Work order - In the entries that follow, the first line to write out is the one containing "Point to the white cloud, one", and the last is the one containing "Target: baby's fingers". Reproduce that stretch exactly, with nothing before or after it.

═════ Data for analysis ═════

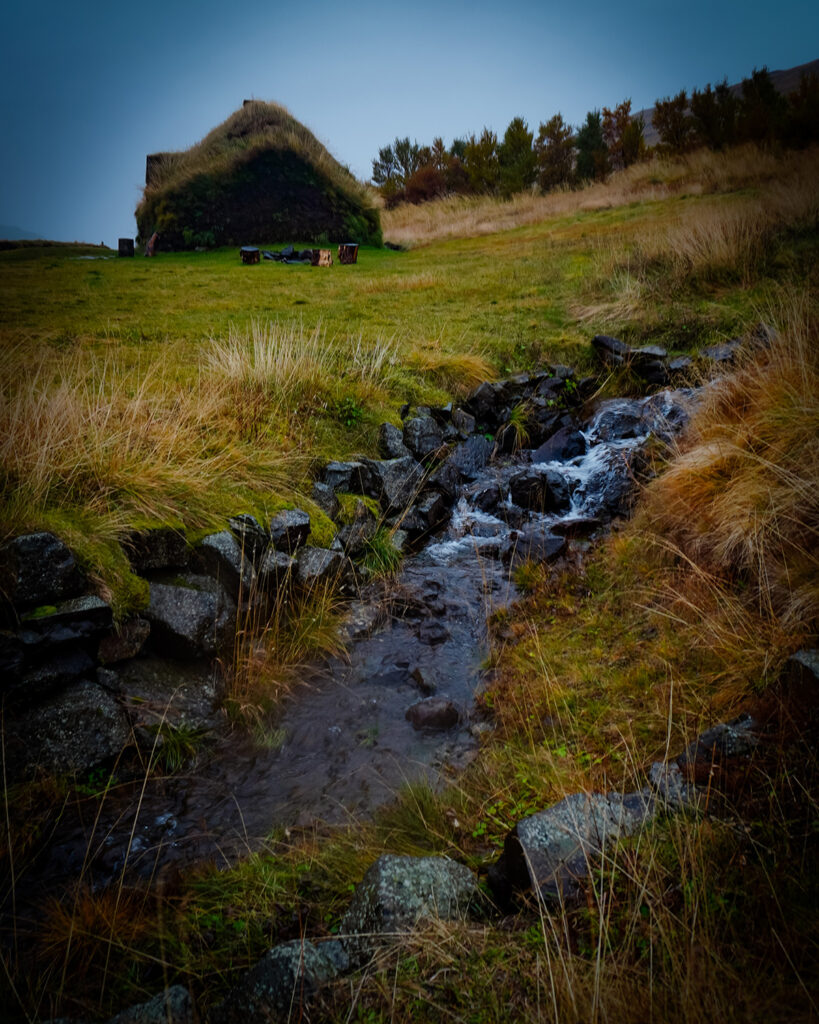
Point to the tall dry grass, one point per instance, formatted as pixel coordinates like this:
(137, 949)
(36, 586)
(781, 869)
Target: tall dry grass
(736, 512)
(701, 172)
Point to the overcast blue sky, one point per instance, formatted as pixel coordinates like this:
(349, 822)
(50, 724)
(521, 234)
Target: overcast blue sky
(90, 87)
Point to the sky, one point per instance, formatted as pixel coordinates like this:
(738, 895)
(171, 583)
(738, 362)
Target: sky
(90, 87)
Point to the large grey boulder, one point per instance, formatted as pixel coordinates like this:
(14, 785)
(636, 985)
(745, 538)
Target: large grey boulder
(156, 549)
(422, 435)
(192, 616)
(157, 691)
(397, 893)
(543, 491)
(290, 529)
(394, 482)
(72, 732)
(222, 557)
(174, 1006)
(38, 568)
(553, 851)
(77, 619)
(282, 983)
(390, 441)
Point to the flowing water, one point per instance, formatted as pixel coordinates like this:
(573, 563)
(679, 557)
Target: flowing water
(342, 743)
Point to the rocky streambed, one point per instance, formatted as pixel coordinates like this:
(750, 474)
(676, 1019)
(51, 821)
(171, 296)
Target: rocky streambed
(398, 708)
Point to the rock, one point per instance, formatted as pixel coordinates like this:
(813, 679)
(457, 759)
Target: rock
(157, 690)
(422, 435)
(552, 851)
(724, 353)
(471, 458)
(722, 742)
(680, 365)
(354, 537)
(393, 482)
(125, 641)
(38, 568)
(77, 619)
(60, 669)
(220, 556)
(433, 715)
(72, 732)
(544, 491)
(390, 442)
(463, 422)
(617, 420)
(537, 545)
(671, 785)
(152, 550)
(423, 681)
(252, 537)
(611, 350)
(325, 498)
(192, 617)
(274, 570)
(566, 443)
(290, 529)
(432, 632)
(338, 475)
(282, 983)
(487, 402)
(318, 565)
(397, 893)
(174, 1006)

═════
═════ Data for analysis ═════

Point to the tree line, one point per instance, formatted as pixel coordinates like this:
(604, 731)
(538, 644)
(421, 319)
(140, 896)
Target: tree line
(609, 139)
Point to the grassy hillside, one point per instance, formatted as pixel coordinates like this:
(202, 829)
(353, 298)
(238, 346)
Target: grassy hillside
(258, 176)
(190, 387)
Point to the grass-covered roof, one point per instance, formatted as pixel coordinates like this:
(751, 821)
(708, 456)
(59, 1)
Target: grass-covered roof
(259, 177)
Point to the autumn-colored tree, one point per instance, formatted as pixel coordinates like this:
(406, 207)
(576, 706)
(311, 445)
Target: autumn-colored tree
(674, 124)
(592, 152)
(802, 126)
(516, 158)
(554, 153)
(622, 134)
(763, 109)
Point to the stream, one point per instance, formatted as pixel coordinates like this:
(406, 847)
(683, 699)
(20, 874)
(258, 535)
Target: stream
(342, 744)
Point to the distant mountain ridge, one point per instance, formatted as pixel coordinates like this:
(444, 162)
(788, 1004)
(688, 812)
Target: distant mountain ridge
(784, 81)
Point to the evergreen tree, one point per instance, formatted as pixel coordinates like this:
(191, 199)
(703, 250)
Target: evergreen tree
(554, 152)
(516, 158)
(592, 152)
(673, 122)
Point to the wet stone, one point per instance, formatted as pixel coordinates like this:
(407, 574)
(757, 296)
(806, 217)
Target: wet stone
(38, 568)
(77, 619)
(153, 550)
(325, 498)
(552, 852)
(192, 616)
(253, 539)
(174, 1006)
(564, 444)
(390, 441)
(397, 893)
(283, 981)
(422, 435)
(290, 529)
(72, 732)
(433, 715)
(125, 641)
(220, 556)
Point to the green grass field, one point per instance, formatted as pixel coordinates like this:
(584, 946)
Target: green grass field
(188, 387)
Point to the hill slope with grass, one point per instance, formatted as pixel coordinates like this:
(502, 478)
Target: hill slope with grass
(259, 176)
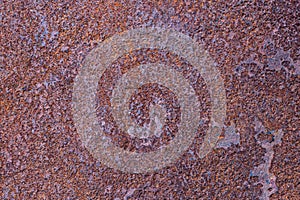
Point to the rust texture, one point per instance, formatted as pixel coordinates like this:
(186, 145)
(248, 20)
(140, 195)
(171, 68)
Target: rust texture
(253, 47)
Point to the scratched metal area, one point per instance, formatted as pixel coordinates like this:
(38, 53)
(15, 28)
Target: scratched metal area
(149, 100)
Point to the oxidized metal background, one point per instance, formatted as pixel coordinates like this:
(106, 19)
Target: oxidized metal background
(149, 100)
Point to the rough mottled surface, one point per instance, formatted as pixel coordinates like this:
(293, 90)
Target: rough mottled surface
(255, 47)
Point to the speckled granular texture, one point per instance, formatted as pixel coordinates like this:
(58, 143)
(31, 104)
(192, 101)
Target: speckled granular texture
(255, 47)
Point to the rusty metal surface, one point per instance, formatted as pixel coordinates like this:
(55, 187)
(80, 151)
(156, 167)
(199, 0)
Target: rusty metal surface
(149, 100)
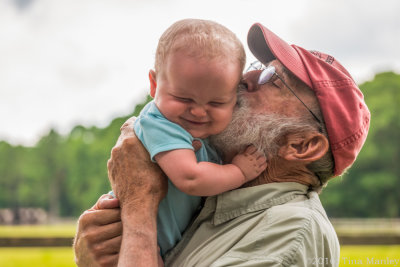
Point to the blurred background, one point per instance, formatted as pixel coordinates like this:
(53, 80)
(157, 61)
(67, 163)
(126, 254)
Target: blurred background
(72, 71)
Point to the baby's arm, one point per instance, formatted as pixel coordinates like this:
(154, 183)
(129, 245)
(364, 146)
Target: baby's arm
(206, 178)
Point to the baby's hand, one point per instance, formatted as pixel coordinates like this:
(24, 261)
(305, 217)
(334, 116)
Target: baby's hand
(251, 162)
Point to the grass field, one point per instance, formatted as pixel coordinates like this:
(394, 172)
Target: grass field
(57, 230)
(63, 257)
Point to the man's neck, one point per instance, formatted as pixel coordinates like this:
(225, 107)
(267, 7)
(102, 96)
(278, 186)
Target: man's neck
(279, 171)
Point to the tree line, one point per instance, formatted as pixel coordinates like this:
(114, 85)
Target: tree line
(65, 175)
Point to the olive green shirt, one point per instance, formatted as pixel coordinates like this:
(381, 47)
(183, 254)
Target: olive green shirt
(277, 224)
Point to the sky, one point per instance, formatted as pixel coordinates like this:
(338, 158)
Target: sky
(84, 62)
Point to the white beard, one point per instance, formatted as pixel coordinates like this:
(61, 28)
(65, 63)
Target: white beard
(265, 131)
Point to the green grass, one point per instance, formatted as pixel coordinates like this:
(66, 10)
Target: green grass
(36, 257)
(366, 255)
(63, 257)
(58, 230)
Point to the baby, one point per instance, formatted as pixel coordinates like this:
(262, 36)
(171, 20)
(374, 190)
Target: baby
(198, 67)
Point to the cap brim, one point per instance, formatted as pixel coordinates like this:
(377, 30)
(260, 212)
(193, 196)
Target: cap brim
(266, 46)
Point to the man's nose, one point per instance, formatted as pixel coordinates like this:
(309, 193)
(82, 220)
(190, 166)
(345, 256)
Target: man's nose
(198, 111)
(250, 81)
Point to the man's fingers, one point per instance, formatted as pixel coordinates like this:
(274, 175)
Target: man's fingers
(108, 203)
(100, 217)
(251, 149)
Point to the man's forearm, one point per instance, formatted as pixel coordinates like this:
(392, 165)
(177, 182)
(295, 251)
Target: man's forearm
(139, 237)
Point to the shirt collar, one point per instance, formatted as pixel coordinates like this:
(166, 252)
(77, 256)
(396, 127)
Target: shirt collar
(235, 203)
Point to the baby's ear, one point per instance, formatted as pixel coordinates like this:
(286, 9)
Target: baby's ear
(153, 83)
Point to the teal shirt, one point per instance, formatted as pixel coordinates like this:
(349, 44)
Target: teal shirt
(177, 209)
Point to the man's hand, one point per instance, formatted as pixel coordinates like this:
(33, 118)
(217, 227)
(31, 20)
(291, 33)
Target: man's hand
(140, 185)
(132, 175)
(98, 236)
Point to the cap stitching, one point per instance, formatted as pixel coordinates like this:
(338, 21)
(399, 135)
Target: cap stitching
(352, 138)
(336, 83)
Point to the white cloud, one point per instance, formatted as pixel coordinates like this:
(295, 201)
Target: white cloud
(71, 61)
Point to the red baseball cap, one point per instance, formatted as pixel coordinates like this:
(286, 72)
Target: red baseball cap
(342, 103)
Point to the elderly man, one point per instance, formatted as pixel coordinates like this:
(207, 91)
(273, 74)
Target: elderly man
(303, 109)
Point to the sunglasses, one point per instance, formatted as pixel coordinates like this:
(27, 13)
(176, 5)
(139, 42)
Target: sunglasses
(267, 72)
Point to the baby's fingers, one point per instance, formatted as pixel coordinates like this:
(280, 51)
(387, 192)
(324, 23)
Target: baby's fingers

═════

Exercise output -
Point to the white cloud, one point per instance, formatted as pixel coordinates like this:
(295, 201)
Target: white cloud
(71, 61)
Point to the red baseball cap, one point per instance, formatted as pixel coordinates like this:
(286, 72)
Target: red baseball cap
(342, 103)
Point to the elderly man, one point per instance, formatted as pixel coordinates like this:
(207, 91)
(273, 74)
Target: elderly man
(303, 109)
Point to the sunglasses, one point per instance, formatted as pixel coordinates like this:
(27, 13)
(176, 5)
(139, 42)
Target: sunglasses
(267, 72)
Point to the baby's fingers, one point per instance, formatted as pixel coordinates like this:
(280, 51)
(387, 192)
(324, 23)
Target: baby's fingers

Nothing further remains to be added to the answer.